課題 1:
本文の「写真は大矢祥生(名古屋高)(撮影◎佐藤真一 / SHINICHI」から「く3日間の競技日程を終えた。」までをそのまま書き写してください。
課題 2:
本文にフルネームで登場する人物をすべて挙げなさい。

掲載本文:
•••••

2020-12-13

ジュニア

男子は大矢祥生が会心のV、原﨑朝陽に逆転勝ちで全国大会初の栄冠 [第41回全日本ジュニア選抜室内]

写真は大矢祥生(名古屋高)(撮影◎佐藤真一 / SHINICHI SATO)

2020年を締めくくるジュニア大会で公益財団法人日本テニス協会(JTA)が主催するジュニアの全国大会としては今年唯一の開催となった「JOCジュニアオリンピックカップ第41回全日本ジュニア選抜室内テニス選手権大会」(12月10~13日/兵庫県三木市・ブルボンビーンズドーム/室内ハードコート)は新型コロナウイルス(COVID-19)感染が拡大する中での開催だったが、大きな混乱もなく3日間の競技日程を終えた。

 最終日の今日は順位別トーナメントの決勝および3位決定戦が行われ、チャンピオンに輝いたのは東海選出の18歳・大矢祥生(名古屋高)だった。大矢は地元兵庫県出身の16歳・原﨑朝陽(神村学園神戸)を4-6 6-2 6-1の逆転で破り、初の全国タイトルを獲得した。

 昨年のこの大会以来、ちょうど1年ぶりの対戦となった大矢と原﨑。前回は2敗同士で迎えた1次リーグの最後の試合だった。それが今回、ともに4戦負けなしで迎える決勝戦とはなかなか感慨深いシチュエーションの変化だ。

 大矢は184cmの長身で、原﨑は左利き。それぞれ一目でわかる強みを持つ2人のラリー戦は序盤から白熱した。第1セットは終盤のブレーク合戦を制した原﨑が奪ったが、第2セットになって潮目が変わる。2-2から大矢が4ゲームを連取して最終セットに持ち込んだ。

「1セット目は攻め込まれて、防戦一方になってしまった。でも(原﨑の)調子があのままずっと続くとは思わなかったので、ミスが出てきたところでタイミングよく上げていこうと思っていました」

•••••

資料抜粋:

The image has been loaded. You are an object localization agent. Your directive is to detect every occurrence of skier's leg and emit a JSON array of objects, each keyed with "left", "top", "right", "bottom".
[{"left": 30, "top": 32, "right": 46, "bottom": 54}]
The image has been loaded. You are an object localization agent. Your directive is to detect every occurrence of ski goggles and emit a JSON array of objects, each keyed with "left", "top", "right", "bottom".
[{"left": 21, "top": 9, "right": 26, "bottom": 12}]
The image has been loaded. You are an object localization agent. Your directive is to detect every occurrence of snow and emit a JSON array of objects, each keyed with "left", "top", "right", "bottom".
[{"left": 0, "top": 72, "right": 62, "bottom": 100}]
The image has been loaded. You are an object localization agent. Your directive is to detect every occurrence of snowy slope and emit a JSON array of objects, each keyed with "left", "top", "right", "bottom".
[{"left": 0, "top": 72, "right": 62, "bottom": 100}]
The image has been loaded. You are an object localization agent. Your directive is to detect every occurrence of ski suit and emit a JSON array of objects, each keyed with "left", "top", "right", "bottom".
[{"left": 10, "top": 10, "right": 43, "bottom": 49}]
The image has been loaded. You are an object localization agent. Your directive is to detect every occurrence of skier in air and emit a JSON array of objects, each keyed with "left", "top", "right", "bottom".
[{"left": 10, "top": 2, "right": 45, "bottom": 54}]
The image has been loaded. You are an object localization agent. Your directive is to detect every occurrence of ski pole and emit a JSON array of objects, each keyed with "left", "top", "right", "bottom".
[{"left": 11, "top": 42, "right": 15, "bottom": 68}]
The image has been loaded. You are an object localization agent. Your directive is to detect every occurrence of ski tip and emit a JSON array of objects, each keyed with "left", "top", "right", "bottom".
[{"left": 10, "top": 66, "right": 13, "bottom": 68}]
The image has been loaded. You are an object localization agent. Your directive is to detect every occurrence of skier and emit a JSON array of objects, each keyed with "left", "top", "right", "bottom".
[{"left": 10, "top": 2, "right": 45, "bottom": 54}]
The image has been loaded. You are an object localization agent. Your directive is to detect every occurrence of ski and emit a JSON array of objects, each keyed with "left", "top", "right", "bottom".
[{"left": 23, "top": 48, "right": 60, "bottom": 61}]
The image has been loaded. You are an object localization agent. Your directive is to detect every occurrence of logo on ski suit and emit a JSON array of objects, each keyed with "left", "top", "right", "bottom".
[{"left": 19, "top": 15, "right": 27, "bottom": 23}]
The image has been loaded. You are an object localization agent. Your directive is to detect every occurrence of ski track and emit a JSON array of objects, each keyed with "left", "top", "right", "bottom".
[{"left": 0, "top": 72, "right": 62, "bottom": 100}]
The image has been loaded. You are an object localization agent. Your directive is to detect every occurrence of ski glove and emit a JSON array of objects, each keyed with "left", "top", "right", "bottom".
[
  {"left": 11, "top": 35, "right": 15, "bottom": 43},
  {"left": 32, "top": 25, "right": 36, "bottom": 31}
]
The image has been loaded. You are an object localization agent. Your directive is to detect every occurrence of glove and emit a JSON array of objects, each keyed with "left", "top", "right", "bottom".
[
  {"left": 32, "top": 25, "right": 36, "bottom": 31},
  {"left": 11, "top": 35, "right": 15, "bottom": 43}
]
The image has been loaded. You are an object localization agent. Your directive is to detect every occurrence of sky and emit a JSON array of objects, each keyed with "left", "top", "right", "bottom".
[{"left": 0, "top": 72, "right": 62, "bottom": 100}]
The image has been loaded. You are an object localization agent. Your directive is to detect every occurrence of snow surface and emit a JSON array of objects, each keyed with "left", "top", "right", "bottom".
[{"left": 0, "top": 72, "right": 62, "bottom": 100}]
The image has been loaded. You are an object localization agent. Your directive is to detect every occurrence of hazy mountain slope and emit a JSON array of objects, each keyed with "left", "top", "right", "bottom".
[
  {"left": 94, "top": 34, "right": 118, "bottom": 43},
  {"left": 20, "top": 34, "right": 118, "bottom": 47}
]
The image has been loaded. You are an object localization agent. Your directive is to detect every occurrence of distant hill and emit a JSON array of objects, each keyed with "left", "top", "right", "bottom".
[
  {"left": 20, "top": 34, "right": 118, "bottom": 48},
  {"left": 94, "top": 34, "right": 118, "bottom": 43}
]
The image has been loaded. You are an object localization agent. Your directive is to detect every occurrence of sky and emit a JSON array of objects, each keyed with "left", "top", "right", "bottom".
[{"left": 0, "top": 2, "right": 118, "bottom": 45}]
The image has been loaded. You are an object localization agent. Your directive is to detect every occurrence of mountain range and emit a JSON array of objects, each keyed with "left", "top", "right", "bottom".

•••••

解答 1:
写真は大矢祥生(名古屋高)(撮影◎佐藤真一 / SHINICHI SATO)

2020年を締めくくるジュニア大会で公益財団法人日本テニス協会(JTA)が主催するジュニアの全国大会としては今年唯一の開催となった「JOCジュニアオリンピックカップ第41回全日本ジュニア選抜室内テニス選手権大会」(12月10~13日/兵庫県三木市・ブルボンビーンズドーム/室内ハードコート)は新型コロナウイルス(COVID-19)感染が拡大する中での開催だったが、大きな混乱もなく3日間の競技日程を終えた。

解答 2:
大矢祥生、原﨑朝陽、佐藤真一